Could you copy, word for word, the part of the Galileo passage below that opens with the words containing "Although these two" and closes with "they must triumph."?

> TEXT:
*-*-*

The party of Galileo, though weak in numbers, was not without power and influence. He had trained around him a devoted band, who idolised his genius and cherished his doctrines. His pupils had been appointed to several of the principal professorships in Italy. The enemies of religion were on this occasion united with the Christian philosopher; and there were, even in these days, many princes and nobles who had felt the inconvenience of ecclesiastical jurisdiction, and who secretly abetted Galileo in his crusade against established errors.

Although these two parties had been long dreading each others power, and reconnoitring each others position, yet we cannot exactly determine which of them hoisted the first signal for war. The church party, particularly its highest dignitaries, were certainly disposed to rest on the defensive. Flanked on one side by the logic of the schools, and on the other by the popular interpretation of Scripture, and backed by the strong arm of the civil power, they were not disposed to interfere with the prosecution of science, however much they may have dreaded its influence. The philosophers, on the contrary, united the zeal of innovators with that firmness of purpose which truth alone can inspire. Victorious in every contest, they were flushed with success, and they panted for a struggle in which they knew they must triumph.

*-*-*

> LISTED ENTRIES:
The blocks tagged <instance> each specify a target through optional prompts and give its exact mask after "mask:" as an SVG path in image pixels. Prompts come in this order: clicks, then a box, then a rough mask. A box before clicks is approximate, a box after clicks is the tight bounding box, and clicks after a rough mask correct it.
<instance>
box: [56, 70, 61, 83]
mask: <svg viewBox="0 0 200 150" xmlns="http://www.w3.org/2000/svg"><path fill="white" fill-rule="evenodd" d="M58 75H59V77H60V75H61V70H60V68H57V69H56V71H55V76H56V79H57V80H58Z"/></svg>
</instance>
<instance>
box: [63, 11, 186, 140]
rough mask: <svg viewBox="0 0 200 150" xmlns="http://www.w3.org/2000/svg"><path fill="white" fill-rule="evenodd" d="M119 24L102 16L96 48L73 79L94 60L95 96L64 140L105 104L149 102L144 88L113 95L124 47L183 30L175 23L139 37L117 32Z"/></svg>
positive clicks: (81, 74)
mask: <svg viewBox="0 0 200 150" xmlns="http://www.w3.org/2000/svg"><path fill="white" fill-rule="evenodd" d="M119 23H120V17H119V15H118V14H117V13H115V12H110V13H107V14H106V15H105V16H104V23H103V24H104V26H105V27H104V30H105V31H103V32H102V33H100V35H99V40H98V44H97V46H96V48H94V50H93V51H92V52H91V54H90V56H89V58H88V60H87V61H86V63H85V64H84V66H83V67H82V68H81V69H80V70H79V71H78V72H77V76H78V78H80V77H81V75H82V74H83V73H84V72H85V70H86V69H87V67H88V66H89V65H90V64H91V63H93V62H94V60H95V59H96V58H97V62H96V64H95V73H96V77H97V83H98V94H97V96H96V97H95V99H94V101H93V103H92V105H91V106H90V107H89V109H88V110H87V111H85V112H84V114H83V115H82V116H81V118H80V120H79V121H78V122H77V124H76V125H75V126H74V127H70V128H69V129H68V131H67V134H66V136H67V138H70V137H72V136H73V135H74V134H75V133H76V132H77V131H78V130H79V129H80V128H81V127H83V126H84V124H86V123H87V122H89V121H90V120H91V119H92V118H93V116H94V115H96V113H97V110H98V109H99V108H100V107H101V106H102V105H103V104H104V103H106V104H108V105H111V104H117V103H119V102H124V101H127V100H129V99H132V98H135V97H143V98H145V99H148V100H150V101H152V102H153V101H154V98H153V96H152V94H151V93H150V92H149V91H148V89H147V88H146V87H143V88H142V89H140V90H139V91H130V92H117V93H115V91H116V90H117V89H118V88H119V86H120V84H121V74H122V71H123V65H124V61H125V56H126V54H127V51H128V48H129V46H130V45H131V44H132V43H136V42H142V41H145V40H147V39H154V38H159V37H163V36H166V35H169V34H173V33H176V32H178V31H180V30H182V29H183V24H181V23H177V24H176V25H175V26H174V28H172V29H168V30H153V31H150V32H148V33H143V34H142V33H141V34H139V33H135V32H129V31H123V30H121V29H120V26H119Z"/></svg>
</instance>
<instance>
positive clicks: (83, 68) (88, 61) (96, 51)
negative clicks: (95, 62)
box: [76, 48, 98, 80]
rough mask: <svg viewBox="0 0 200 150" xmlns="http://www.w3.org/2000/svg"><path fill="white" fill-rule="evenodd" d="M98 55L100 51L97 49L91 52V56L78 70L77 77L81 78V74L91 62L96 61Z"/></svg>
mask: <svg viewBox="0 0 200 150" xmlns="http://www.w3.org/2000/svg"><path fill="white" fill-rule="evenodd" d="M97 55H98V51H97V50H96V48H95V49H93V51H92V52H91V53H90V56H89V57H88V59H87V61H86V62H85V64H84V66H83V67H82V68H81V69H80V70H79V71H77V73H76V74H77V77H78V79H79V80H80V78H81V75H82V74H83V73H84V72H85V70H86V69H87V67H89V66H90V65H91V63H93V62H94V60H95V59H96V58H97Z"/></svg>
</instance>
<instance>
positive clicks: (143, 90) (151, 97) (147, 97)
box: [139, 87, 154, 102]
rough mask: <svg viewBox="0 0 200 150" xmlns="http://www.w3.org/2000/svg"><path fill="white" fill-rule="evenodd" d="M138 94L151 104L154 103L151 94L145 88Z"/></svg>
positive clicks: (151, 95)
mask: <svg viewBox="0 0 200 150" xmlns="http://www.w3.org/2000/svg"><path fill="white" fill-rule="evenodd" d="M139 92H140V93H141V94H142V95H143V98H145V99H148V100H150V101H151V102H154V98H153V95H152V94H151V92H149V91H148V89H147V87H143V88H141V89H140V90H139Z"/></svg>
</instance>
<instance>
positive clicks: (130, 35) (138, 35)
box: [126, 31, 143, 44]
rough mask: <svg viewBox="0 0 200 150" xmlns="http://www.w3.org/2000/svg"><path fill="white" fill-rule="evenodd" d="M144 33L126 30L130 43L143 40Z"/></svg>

*-*-*

> SOLVED EXERCISE:
Although these two parties had been long dreading each others power, and reconnoitring each others position, yet we cannot exactly determine which of them hoisted the first signal for war. The church party, particularly its highest dignitaries, were certainly disposed to rest on the defensive. Flanked on one side by the logic of the schools, and on the other by the popular interpretation of Scripture, and backed by the strong arm of the civil power, they were not disposed to interfere with the prosecution of science, however much they may have dreaded its influence. The philosophers, on the contrary, united the zeal of innovators with that firmness of purpose which truth alone can inspire. Victorious in every contest, they were flushed with success, and they panted for a struggle in which they knew they must triumph.